Start of Exercise passage
Now, I am gonna get on my high horse here for a minute. I hear folks talk about how in a TEOTWAWKI scenario, they are going to take their firearm of choice, head for the woods, and live off of deer and cattle that they would whittle a steak off'n. REALITY- the deer will be gone pretty quickly- and beef and venison both spoil in 2 days in hot weather if you do not have knowledge and means of preserving it. And if I find someone sniping at the livestock- that is really not going to end well.

Want to improve your long term possibility of surviving the really bad long term scenario of your choice- without spending a lot of money? Head for the library, and grab some books on gardening.

What is the easiest carbohydrate you can grow without specialized machinery, that keeps well? The humble potato. How early can you plant them- and how do you plant them- and why you should not be looking for a packet of potato seeds. How would you store them- and what are the plant pests that eat the plants- and how do you combat them when there is no Sevin dust?

What common plant varieties are heirlooms? Which are typically hybrids? Where can you BUY heirloom seeds? How do you store them (seed life varies from a couple of years to 10 yrs, depending on seed)

If you did not grow up as a country boy (or girl) with a hoe, go do some reading. Even if the world does not end this year, growing your own is rather satisfying. If you do not have a large garden space, get the book called "Square Foot Gardening". No garden at all? Learn about container gardening.

OK- time for dinner. Will get off my high horse. Am going to go have tomatoes, peppers cucumbers and onions from our garden.

winds-of-change 07-03-2012 11:20 PM

Oooh...........I love a man that knows his biology and genetics. http://www.easyfreesmileys.com/smile...mileys-874.gif

mountainman13 07-04-2012 12:03 AM

Sounds like winds wants you to drop your genes. Lol

c3shooter 07-04-2012 12:19 AM

Naw:p- she runs a hospital lab, and understands genetics. That, and she likes salads!
End of Exercise passage
Start of Data records
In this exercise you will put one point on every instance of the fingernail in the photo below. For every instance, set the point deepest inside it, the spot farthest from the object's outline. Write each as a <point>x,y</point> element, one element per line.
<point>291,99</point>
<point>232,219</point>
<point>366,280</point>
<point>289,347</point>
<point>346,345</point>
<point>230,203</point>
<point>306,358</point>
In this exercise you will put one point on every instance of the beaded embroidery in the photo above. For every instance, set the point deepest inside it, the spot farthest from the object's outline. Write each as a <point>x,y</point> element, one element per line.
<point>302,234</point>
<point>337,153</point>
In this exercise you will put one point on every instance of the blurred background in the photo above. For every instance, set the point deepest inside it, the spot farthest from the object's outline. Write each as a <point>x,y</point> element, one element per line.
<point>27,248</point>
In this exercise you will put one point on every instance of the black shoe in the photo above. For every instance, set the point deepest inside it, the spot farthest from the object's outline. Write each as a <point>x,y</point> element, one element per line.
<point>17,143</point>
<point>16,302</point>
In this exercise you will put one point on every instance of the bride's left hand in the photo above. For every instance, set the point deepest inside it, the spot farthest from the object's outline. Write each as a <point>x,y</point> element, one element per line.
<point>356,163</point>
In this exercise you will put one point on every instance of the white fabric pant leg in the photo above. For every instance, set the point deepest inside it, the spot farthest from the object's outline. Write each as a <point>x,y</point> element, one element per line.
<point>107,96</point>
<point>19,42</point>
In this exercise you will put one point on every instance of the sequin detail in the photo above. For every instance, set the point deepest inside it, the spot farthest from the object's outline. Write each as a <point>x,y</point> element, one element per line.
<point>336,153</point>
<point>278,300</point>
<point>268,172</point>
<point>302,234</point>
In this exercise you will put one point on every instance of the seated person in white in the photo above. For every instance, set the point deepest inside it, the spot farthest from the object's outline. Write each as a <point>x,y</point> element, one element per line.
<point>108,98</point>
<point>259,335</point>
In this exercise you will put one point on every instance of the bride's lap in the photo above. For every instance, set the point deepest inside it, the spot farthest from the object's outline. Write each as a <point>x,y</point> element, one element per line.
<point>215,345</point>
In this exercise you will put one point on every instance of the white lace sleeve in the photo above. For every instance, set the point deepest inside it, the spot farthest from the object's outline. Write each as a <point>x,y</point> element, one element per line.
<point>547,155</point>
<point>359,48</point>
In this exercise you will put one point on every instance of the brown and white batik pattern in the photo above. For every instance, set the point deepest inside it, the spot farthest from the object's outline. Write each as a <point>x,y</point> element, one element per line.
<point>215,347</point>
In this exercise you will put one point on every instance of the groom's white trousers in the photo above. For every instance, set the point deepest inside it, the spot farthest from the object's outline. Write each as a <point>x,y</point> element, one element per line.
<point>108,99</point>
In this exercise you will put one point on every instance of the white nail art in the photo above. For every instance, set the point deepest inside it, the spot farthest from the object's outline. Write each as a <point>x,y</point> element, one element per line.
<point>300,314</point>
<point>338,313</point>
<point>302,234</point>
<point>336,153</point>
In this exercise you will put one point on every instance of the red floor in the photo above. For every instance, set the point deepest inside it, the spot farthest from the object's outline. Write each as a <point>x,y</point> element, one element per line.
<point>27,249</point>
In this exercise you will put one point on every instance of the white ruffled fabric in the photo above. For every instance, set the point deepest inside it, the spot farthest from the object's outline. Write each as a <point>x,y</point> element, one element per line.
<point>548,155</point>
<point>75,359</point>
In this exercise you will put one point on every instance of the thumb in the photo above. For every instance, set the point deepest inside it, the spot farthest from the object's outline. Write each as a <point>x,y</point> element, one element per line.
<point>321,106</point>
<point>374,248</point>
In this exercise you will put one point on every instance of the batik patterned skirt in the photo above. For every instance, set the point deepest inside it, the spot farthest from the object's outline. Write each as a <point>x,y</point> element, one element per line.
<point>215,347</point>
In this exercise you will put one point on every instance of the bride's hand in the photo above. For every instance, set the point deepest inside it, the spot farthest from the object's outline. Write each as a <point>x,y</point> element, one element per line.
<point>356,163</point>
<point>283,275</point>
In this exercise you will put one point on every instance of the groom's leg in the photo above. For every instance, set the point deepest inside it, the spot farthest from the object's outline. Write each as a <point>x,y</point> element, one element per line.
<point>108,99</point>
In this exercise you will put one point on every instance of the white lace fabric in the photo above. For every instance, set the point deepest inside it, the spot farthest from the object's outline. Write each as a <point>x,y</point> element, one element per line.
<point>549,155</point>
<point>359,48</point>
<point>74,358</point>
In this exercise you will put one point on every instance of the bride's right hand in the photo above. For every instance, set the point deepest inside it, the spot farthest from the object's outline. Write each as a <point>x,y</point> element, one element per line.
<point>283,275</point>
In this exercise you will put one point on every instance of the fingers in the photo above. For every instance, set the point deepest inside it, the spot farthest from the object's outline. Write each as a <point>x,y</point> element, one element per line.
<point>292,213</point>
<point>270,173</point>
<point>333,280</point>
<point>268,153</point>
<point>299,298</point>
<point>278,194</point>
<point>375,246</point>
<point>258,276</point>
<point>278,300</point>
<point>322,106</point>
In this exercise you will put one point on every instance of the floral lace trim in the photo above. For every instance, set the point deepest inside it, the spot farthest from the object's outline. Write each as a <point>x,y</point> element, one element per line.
End of Data records
Directions for this task ▸
Copy the forum post about gardening again, starting with "Want to improve" and going on through "depending on seed)", but replace "potato" with "turnip".

Expected answer ▸
Want to improve your long term possibility of surviving the really bad long term scenario of your choice- without spending a lot of money? Head for the library, and grab some books on gardening.

What is the easiest carbohydrate you can grow without specialized machinery, that keeps well? The humble turnip. How early can you plant them- and how do you plant them- and why you should not be looking for a packet of turnip seeds. How would you store them- and what are the plant pests that eat the plants- and how do you combat them when there is no Sevin dust?

What common plant varieties are heirlooms? Which are typically hybrids? Where can you BUY heirloom seeds? How do you store them (seed life varies from a couple of years to 10 yrs, depending on seed)